Short problem A: Return the passage of the article on the Army's laser-based aircraft missile defense from "The Army is" up to and including "awarded in 2012.", copied word for word.

Text:
((
Army moves ahead with laser-based aircraft missile defense

March 31, 2015

Defense Systems:

The Army is getting ready to move to the next phase in the development of a lightweight, laser-based system for protecting helicopters and light aircraft from infrared-seeking missiles.

The Common Infrared Countermeasure, or CIRCM, is being designed to provide automated countermeasures primarily against man-portable air defense systems, which fire missiles from the ground and use infrared capability to guide those missiles, according to an Army release. CIRCM would be used on Army AH-64 Apache and UH-60 Black Hawk helicopters, as well as small tilt-rotor and fixed wing aircraft. The Navy, which is a partner in the project, plans to use the systems on the AH-1 Cobra and MV-22 Osprey, as well as, eventually, the CH-47 Chinook.

Northrop Grumman and BAE Systems have been developing CIRCM under competing technology development contracts first awarded in 2012.
))
Excerpted data:
((
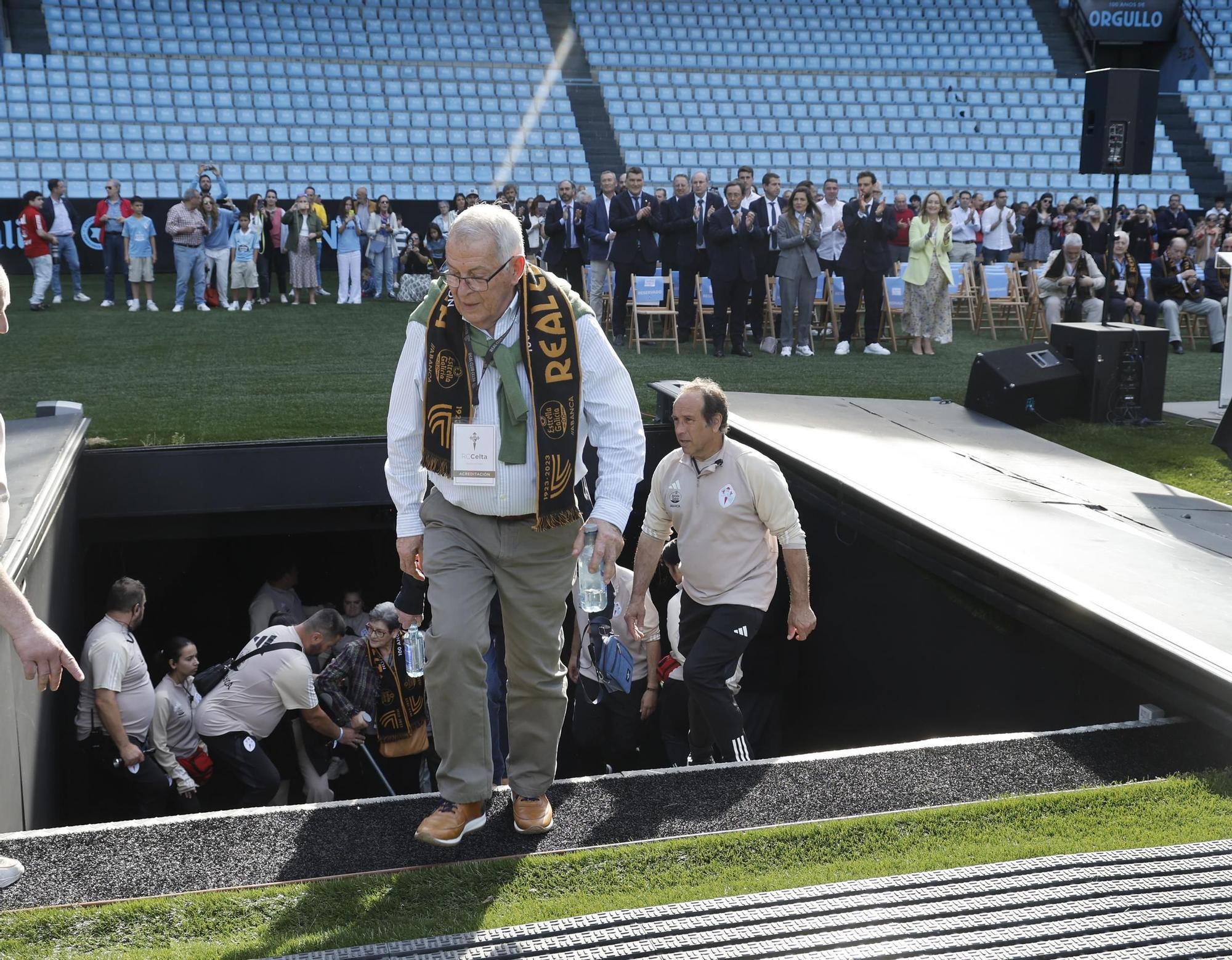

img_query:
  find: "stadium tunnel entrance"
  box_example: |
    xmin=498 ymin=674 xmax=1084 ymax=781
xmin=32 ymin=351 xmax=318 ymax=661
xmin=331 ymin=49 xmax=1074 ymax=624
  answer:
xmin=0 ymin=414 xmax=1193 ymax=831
))
((
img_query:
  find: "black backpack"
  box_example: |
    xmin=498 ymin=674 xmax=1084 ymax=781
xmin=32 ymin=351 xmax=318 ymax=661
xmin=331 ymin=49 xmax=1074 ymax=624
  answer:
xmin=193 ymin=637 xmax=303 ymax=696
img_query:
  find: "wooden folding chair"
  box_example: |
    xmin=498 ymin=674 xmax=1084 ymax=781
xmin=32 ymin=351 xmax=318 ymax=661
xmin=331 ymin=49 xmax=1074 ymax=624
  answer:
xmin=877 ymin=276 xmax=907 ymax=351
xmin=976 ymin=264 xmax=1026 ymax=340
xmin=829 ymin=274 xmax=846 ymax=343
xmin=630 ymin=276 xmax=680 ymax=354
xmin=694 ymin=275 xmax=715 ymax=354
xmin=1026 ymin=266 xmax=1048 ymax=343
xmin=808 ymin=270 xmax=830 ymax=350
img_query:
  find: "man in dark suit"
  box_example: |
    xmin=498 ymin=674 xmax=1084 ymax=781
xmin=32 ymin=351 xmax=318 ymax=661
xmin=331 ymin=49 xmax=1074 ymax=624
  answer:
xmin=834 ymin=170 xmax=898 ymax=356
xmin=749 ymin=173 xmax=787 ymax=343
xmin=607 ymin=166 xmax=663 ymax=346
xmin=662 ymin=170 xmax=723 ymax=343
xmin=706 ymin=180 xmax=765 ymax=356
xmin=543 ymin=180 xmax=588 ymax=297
))
((
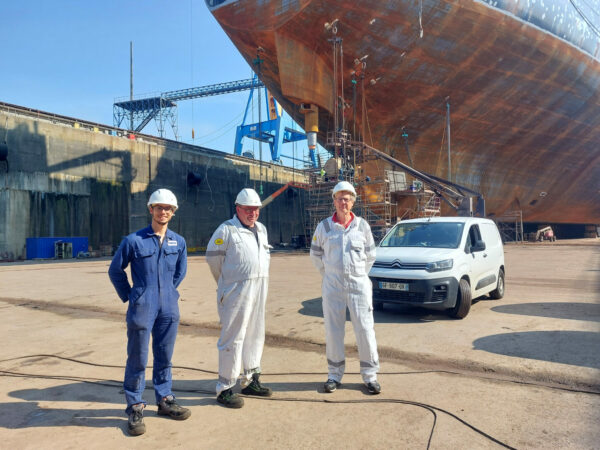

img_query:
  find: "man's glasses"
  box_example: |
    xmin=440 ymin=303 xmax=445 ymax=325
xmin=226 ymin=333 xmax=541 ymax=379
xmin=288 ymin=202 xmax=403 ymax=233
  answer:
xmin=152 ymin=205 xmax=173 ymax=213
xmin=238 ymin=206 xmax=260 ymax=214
))
Short problem B: How many lines in the entries above contain the string "find"? Case counts; reply with the number only.

Task response A:
The Army is getting ready to move to the next phase in the development of a lightweight, laser-based system for protecting helicopters and light aircraft from infrared-seeking missiles.

The Common Infrared Countermeasure, or CIRCM, is being designed to provide automated countermeasures primarily against man-portable air defense systems, which fire missiles from the ground and use infrared capability to guide those missiles, according to an Army release. CIRCM would be used on Army AH-64 Apache and UH-60 Black Hawk helicopters, as well as small tilt-rotor and fixed wing aircraft. The Navy, which is a partner in the project, plans to use the systems on the AH-1 Cobra and MV-22 Osprey, as well as, eventually, the CH-47 Chinook.

Northrop Grumman and BAE Systems have been developing CIRCM under competing technology development contracts first awarded in 2012.

Task response B: 5